======== Dataset records
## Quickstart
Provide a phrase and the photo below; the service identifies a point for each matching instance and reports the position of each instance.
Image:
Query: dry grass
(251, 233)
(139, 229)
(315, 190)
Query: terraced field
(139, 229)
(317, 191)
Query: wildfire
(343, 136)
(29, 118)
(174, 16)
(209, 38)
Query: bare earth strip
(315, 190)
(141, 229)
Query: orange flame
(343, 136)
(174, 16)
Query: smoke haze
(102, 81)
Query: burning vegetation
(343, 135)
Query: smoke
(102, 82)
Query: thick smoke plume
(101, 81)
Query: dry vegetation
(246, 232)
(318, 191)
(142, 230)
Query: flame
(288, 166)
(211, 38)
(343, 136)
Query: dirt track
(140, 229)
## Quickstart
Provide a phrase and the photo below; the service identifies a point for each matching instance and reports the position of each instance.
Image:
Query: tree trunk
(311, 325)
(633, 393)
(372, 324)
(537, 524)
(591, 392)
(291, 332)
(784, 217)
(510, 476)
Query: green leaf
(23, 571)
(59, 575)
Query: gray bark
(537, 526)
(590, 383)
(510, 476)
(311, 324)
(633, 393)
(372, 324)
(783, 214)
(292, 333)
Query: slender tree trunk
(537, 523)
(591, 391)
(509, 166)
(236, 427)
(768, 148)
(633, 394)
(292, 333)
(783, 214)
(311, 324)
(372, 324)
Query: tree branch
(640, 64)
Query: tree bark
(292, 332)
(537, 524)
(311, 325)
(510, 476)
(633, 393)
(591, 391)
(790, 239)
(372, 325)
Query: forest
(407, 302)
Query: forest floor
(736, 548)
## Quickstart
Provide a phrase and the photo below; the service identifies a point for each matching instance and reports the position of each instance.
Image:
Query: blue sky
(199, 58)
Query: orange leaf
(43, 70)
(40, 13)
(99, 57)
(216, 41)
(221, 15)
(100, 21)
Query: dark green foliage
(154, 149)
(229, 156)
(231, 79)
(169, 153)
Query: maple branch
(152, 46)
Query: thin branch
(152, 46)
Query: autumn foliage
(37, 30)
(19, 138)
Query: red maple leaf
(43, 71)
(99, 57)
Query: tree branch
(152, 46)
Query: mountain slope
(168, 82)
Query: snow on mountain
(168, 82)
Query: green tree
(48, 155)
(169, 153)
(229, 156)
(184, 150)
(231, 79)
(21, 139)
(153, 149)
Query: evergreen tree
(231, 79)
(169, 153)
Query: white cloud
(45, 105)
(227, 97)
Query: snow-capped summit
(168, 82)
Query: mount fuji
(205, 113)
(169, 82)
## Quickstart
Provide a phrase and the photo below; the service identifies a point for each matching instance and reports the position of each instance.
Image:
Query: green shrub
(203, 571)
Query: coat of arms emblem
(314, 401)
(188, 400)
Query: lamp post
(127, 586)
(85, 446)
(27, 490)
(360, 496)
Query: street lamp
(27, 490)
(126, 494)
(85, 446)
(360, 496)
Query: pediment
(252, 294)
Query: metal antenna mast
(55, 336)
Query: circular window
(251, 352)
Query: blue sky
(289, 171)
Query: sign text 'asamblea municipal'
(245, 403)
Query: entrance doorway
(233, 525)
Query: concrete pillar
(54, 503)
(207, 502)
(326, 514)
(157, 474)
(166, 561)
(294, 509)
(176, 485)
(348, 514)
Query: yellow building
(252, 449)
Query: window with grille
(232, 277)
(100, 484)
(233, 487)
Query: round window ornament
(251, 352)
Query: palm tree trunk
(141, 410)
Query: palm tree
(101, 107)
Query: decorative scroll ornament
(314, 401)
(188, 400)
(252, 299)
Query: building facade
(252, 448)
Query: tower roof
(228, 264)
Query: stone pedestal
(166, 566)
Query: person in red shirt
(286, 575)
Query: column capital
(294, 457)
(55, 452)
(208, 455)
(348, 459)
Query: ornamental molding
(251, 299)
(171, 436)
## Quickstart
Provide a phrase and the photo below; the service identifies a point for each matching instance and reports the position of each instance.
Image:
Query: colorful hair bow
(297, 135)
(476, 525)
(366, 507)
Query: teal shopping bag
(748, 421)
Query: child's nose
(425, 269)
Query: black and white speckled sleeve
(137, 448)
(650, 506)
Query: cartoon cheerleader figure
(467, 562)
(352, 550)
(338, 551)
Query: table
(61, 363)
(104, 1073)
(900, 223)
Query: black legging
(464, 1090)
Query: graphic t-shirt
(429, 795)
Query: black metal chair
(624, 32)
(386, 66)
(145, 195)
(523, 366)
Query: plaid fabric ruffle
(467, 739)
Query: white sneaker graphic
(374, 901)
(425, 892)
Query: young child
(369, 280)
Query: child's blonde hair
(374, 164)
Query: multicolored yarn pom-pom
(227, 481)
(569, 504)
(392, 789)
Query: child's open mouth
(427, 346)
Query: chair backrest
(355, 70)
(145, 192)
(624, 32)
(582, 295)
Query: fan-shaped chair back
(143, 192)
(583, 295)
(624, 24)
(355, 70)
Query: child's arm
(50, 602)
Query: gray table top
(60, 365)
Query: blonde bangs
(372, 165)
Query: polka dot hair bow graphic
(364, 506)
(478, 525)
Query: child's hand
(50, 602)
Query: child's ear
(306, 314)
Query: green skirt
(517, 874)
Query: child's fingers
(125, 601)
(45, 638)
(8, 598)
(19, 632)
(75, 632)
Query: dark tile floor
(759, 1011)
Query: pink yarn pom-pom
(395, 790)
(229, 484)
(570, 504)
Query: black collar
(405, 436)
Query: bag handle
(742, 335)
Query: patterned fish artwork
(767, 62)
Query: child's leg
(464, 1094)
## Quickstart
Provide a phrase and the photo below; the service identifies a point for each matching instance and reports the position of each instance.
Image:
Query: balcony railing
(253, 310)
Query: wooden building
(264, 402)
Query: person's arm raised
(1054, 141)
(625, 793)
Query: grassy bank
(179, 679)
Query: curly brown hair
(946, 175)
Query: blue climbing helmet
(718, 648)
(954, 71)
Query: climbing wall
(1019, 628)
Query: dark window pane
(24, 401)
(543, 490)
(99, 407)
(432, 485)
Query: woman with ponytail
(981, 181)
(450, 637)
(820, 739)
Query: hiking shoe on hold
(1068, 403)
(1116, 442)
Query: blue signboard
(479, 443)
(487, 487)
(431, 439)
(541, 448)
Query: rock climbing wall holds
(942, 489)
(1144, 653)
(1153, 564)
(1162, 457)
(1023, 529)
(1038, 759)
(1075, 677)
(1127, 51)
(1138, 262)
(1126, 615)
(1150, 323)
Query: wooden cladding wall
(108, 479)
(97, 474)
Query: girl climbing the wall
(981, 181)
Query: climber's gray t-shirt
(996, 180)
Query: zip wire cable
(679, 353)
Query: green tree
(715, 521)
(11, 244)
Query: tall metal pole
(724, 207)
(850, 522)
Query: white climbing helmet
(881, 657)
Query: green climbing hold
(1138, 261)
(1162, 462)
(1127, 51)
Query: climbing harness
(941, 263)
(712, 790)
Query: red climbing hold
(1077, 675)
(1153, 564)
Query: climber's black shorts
================
Challenge -
Only the lines from the one that contains "Query: rock climbing wall holds" to the end of the entries above should be given again, exactly and in full.

Exercise output -
Query: rock climbing wall holds
(942, 489)
(1144, 653)
(1153, 564)
(1162, 457)
(1023, 529)
(1038, 759)
(1075, 677)
(1127, 51)
(1138, 262)
(1126, 615)
(1150, 323)
Query: wooden cladding wall
(108, 479)
(97, 474)
Query: girl climbing the wall
(981, 181)
Query: climber's gray t-shirt
(996, 180)
Query: zip wire cable
(679, 353)
Query: green tree
(715, 521)
(11, 244)
Query: tall metal pole
(724, 207)
(850, 522)
Query: white climbing helmet
(881, 657)
Query: green climbing hold
(1138, 261)
(1162, 462)
(1127, 51)
Query: climbing harness
(941, 263)
(712, 790)
Query: red climbing hold
(1077, 675)
(1153, 564)
Query: climber's black shorts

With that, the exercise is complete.